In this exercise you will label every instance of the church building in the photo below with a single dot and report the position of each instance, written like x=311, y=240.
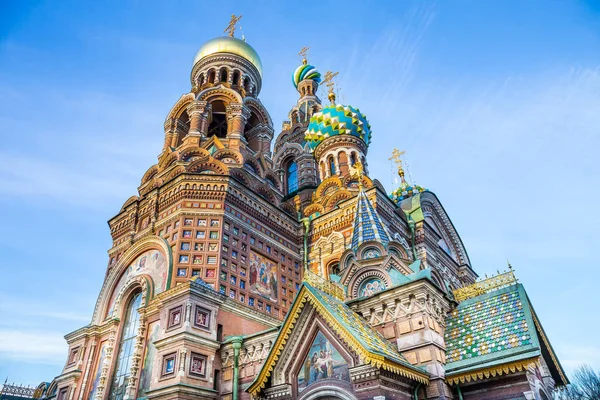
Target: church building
x=250, y=269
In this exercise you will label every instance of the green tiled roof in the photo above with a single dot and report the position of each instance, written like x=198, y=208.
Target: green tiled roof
x=494, y=328
x=356, y=326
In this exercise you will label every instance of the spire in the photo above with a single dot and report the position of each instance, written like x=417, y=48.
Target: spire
x=367, y=225
x=329, y=75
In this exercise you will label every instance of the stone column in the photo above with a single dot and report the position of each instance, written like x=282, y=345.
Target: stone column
x=237, y=115
x=169, y=132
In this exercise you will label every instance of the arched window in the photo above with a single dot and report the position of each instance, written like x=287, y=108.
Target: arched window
x=236, y=78
x=131, y=323
x=292, y=177
x=331, y=163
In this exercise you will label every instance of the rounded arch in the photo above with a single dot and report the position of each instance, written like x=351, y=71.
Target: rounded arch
x=180, y=106
x=129, y=201
x=261, y=112
x=327, y=392
x=213, y=165
x=235, y=80
x=150, y=173
x=398, y=250
x=121, y=267
x=364, y=277
x=223, y=74
x=193, y=154
x=226, y=156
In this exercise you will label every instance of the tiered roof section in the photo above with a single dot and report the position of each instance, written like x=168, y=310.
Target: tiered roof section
x=366, y=341
x=494, y=331
x=367, y=224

■ ■ ■ ■

What you should do:
Copy the listing exactly. Any image in it stays out of the copy.

Completed task:
In this exercise you will label every instance of the church building in the photo below with a single dot and report the position of each instance, written like x=311, y=240.
Target: church building
x=250, y=269
In this exercise you will label every instance of the green tiled roof in the photo above with a single dot and report the position of each instance, written like x=198, y=208.
Target: green tiled roof
x=494, y=328
x=356, y=326
In this exercise you will label every instance of the spire in the photo above with a single dot and report the position of each instance, written like x=417, y=48.
Target: spire
x=367, y=225
x=329, y=75
In this exercise you will label every instance of the stone column in the photo above with a single dot and report the position of each instance, written like x=282, y=345.
Target: stone column
x=237, y=115
x=169, y=132
In this exercise you will label every instance of the arched window in the photo above with a single dot and report the position of each instance, written like x=287, y=108.
Target: arched window
x=236, y=78
x=131, y=323
x=292, y=177
x=331, y=163
In this exercise you will label every instance of the rounded arch in the photo above with a single dot and report the position of each instance, written like x=351, y=71.
Target: rounded arch
x=180, y=106
x=129, y=201
x=261, y=112
x=327, y=392
x=213, y=165
x=235, y=80
x=150, y=173
x=398, y=250
x=121, y=267
x=364, y=277
x=223, y=74
x=193, y=154
x=226, y=156
In this exercise you will label every instance of the tiered roof section in the photo above with a single dot and report the position of each instance, written like x=168, y=310.
Target: tiered roof section
x=366, y=341
x=494, y=331
x=367, y=224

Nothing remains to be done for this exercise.